TASK MATERIAL →
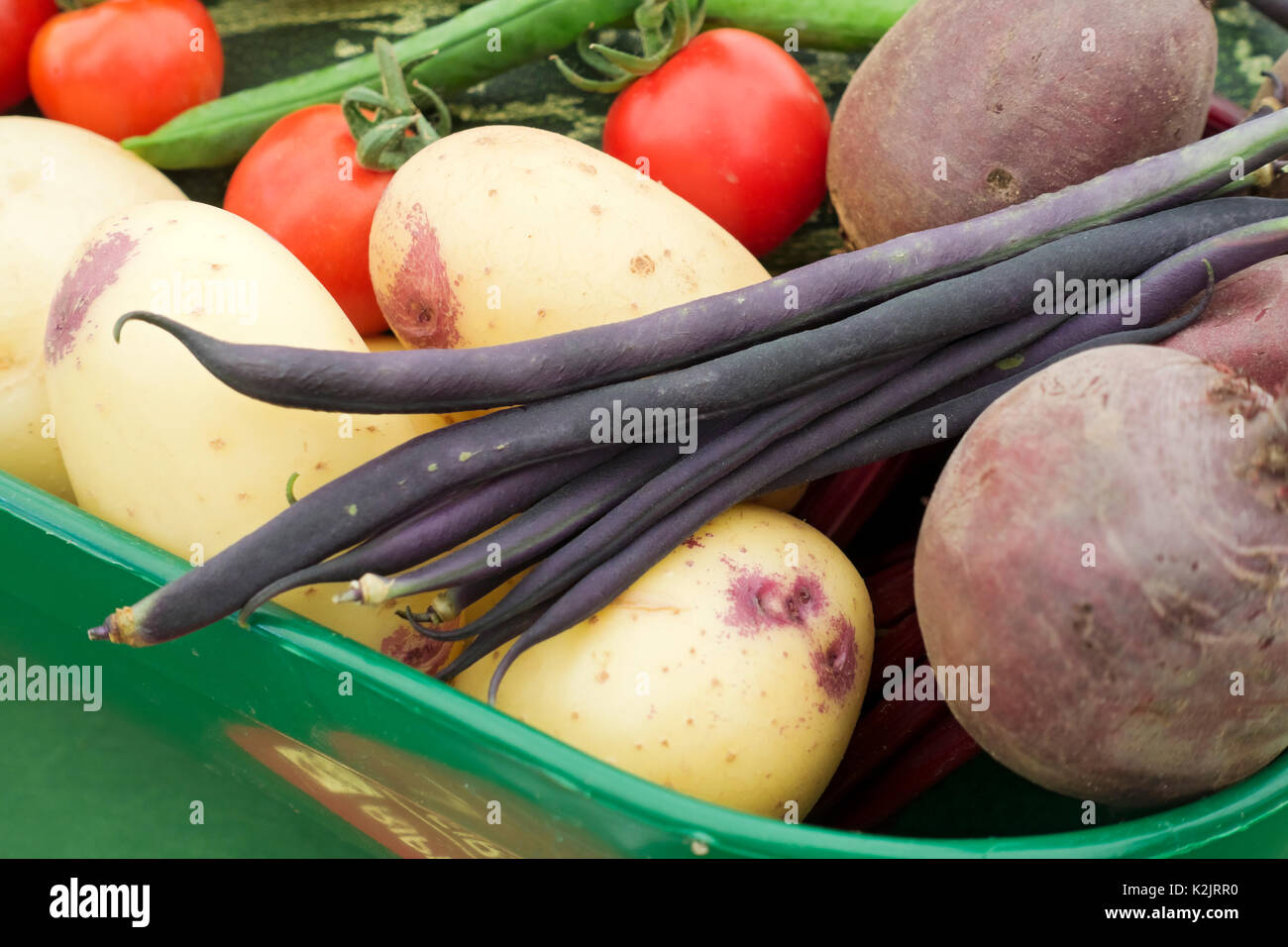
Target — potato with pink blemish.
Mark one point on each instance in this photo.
(733, 671)
(503, 234)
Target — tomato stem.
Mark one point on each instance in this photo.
(389, 127)
(665, 27)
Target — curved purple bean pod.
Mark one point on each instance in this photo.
(439, 527)
(433, 380)
(526, 538)
(1163, 289)
(603, 583)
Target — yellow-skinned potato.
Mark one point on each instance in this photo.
(501, 234)
(158, 445)
(56, 182)
(733, 671)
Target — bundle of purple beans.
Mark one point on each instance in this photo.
(846, 361)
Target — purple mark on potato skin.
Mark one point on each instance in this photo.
(758, 600)
(836, 663)
(421, 304)
(94, 272)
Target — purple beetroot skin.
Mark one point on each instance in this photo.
(1111, 539)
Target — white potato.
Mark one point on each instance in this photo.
(158, 445)
(733, 671)
(500, 234)
(56, 182)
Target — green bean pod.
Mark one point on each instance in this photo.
(818, 24)
(481, 42)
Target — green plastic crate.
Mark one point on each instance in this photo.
(240, 742)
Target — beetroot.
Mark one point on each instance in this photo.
(965, 107)
(1113, 552)
(1245, 325)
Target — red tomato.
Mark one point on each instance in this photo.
(301, 183)
(21, 20)
(125, 67)
(734, 127)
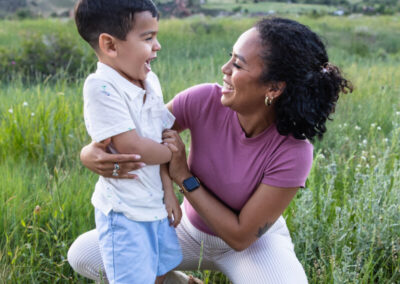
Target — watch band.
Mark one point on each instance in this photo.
(190, 184)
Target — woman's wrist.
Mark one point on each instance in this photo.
(182, 176)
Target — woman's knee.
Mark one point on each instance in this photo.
(84, 255)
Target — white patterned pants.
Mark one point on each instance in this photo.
(271, 259)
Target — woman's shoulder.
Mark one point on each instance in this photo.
(203, 90)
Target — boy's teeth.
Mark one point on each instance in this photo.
(228, 86)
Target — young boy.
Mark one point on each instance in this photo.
(123, 101)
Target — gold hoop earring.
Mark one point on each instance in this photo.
(268, 101)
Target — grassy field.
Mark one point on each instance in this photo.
(271, 7)
(345, 223)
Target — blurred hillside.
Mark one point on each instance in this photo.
(29, 8)
(183, 8)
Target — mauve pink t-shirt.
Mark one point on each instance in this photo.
(229, 164)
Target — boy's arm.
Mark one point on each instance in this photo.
(170, 200)
(132, 143)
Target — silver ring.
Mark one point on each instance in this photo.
(115, 170)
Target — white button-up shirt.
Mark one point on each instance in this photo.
(113, 105)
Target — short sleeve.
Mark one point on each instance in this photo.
(105, 110)
(168, 119)
(190, 104)
(290, 165)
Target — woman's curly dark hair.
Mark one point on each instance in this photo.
(295, 55)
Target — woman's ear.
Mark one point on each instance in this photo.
(107, 45)
(275, 89)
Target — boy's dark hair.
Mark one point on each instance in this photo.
(115, 17)
(295, 55)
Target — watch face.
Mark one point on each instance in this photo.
(191, 184)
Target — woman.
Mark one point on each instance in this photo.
(250, 153)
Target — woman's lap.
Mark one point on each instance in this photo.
(271, 259)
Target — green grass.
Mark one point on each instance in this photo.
(344, 224)
(276, 7)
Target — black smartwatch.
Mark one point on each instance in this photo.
(190, 184)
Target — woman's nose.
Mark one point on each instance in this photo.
(226, 69)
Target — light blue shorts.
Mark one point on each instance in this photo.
(136, 252)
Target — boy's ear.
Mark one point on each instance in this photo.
(107, 45)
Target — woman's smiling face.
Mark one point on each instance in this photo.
(242, 89)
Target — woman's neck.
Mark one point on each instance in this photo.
(256, 123)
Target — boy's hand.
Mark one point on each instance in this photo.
(173, 208)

TASK →
What is needed is a word-for-word copy of the lines from the start of the data to the line with "Target — bundle of purple beans.", inclusive, with no pictures in it.

TASK SOLUTION →
Target — potato with pink blemish.
Mark one point on each instance in this photo.
(733, 671)
(503, 234)
Target — tomato stem.
Mark one point on each instance in this photo.
(389, 127)
(665, 27)
Target — curved purple bean pod.
Mark one point on each instance in this photo.
(439, 527)
(433, 380)
(526, 538)
(1163, 289)
(603, 583)
Target — yellow-skinned potato.
Mark one point on each instance in this photo.
(501, 234)
(158, 445)
(56, 182)
(733, 671)
Target — bundle of purple beans.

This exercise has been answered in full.